> Extract
····················

Core Components

VM-X AI is built around several fundamental concepts that work together to provide a complete AI management solution. Understanding these components is essential for effectively using the platform.

Workspaces and Environments

VM-X AI uses a hierarchical structure for organization and isolation:

Workspaces

A Workspace is the top-level isolation layer that groups a set of environments. Workspaces provide:

Multi-tenancy: Complete isolation between different organizations or teams
Access Control: Workspace-level permissions and member management
Resource Organization: Logical grouping of related environments

Environments

An Environment is an isolation layer within a workspace that groups resources. Environments provide:

Resource Isolation: AI Connections, AI Resources, API Keys, and Usage data are scoped to environments
Environment-based Routing: Different environments can have different configurations
Deployment Separation: Separate environments for development, staging, and production

Workspace Members

Each workspace can have two types of members:

Owner: Can do anything in the workspace, including deleting the workspace
Member: Can create environments, AI connections, and resources, but cannot delete workspaces

Users and Roles

VM-X AI provides fine-grained access control through Users and Roles. For detailed information, see the Security section:

Roles - Role management and default roles
Policy - Comprehensive policy guide
Users - User management

Users

Users represent individuals who can access VM-X AI. Users can:

Be assigned to workspaces as members or owners
Have roles assigned for fine-grained permissions
Access resources based on their permissions
Authenticate via local credentials or OIDC federated login (SSO)

VM-X AI supports OIDC (OpenID Connect) federated login for enterprise single sign-on (SSO). This allows users to authenticate using their organization's identity provider (e.g., Okta, Azure AD, Google Workspace).

Configuration:

Set the following environment variables to enable OIDC:

OIDC_FEDERATED_ISSUER: The OIDC issuer URL (required)
OIDC_FEDERATED_CLIENT_ID: The OIDC client ID (required)
OIDC_FEDERATED_CLIENT_SECRET: The OIDC client secret (optional, depending on provider)
OIDC_FEDERATED_SCOPE: OIDC scopes (default: openid profile email)
OIDC_FEDERATED_DEFAULT_ROLE: Default role assigned to federated users (default: power-user)

When OIDC is configured, the login page displays an "SSO Login" button that redirects users to the identity provider for authentication. After successful authentication, users are automatically created in VM-X AI (if they don't exist) and assigned the default role.

Roles

Roles manage permissions using granular policies. Each role defines:

Actions: What operations can be performed (e.g., ai-connection:create, workspace:delete)
Resources: What resources can be accessed (e.g., workspace:*, environment:production)
Effect: Whether to allow or deny the action (ALLOW or DENY)

Roles support wildcards for flexible permission management:

* matches any value
? matches a single character

Default Roles

VM-X AI includes three default roles:

admin: Full access to everything (*:* on *)
power-user: Can create workspaces, environments, connections, and resources, but cannot manage roles or users
read-only: Can only read/list resources (*:get, *:list on *)

····················

> Required tasks
a: Please rewrite the VM-X AI core components page starting at "power-user: Can create" and ending at "(*:get, *:list on *)", renaming "read-only" as "viewer".
b: According to the VM-X AI core components page, what is the default value of OIDC_FEDERATED_SCOPE?
c: Resume the VM-X AI core components page from its last line and write what comes next.

> Exercise data
····················

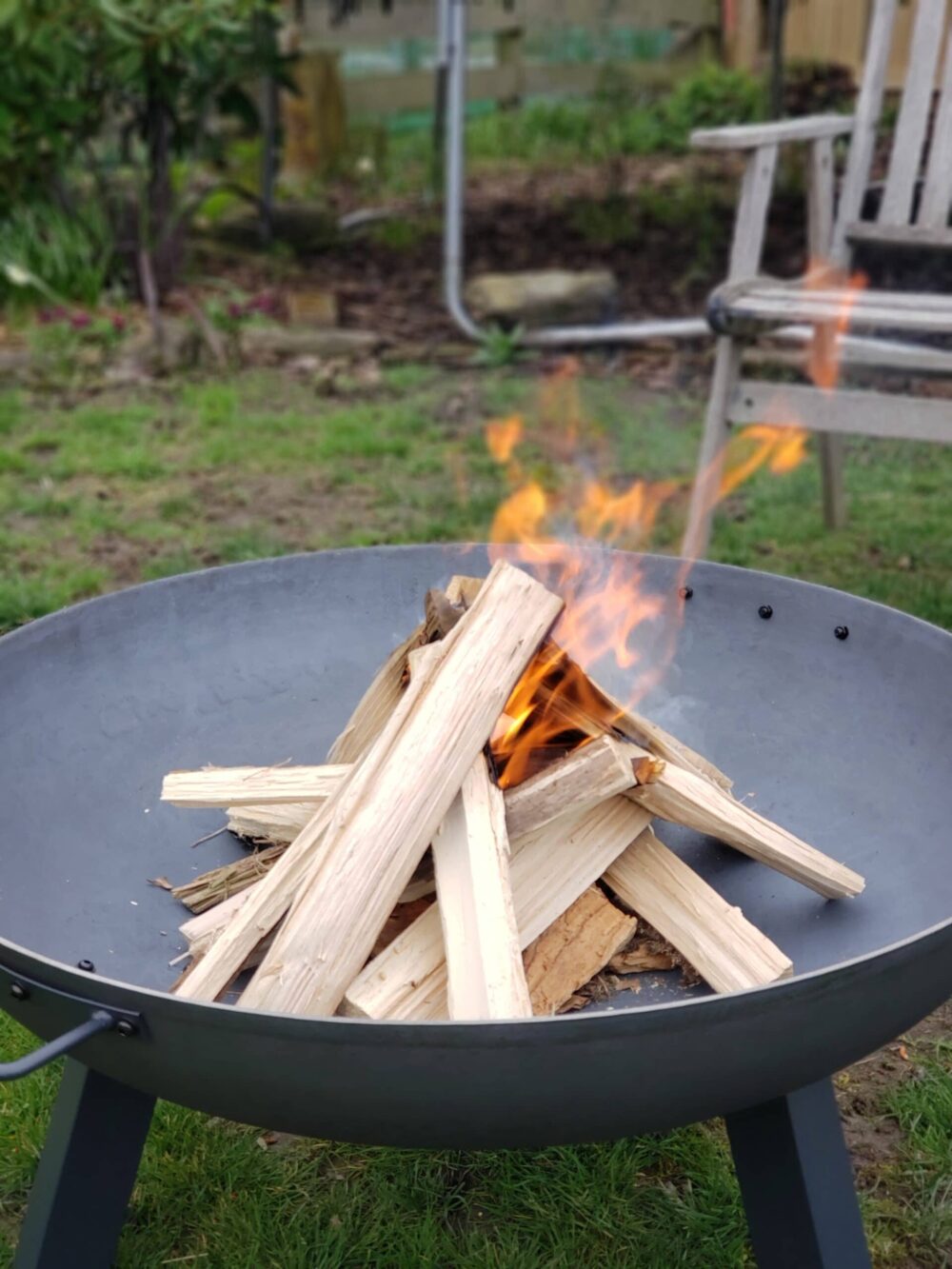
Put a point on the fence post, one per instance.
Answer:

····················

> Expected outputs
a:
power-user: Can create workspaces, environments, connections, and resources, but cannot manage roles or users
viewer: Can only read/list resources (*:get, *:list on *)

b: openid profile email

c:
AI Connections and AI Resources

VM-X AI is built around two fundamental concepts: AI Connections and AI Resources.

AI Connections

An AI Connection represents a connection to a specific AI provider with its credentials and capacity configuration.

What is an AI Connection?

An AI Connection encapsulates:

Provider: The AI provider (OpenAI, Anthropic, Google Gemini, Groq, Perplexity, AWS Bedrock Converse, AWS Bedrock-Invoke)
Credentials: Encrypted API keys or authentication tokens
Capacity: Custom capacity limits (e.g., 100 RPM, 100,000 TPM)
Discovered Capacity: Automatically discovered rate limits from the provider

Key Features

🔐 Secure Credential Storage

Credentials are encrypted at rest using either:

AWS KMS: For production environments (recommended)
Libsodium: For local development and small deployments

Credentials are never exposed in API responses or logs.

📊 Capacity Management

Define custom capacity limits per connection:

{
  "capacity": [
    {
      "period": "minute",
      "requests": 100,
      "tokens": 100000
    },
    {
      "period": "hour",
      "requests": 5000,
      "tokens": 5000000
    },
    {
      "period": "day",
      "requests": 100000,
      "tokens": 100000000
    }
  ]
}

🔍 Discovered Capacity

VM-X AI automatically discovers rate limits from provider responses and stores them as "discovered capacity". This helps you understand actual provider limits and optimize your usage.

AI Resources

An AI Resource represents a logical endpoint that your applications use to make AI requests. It defines which provider/model to use, routing rules, fallback behavior, and capacity allocation.

What is an AI Resource?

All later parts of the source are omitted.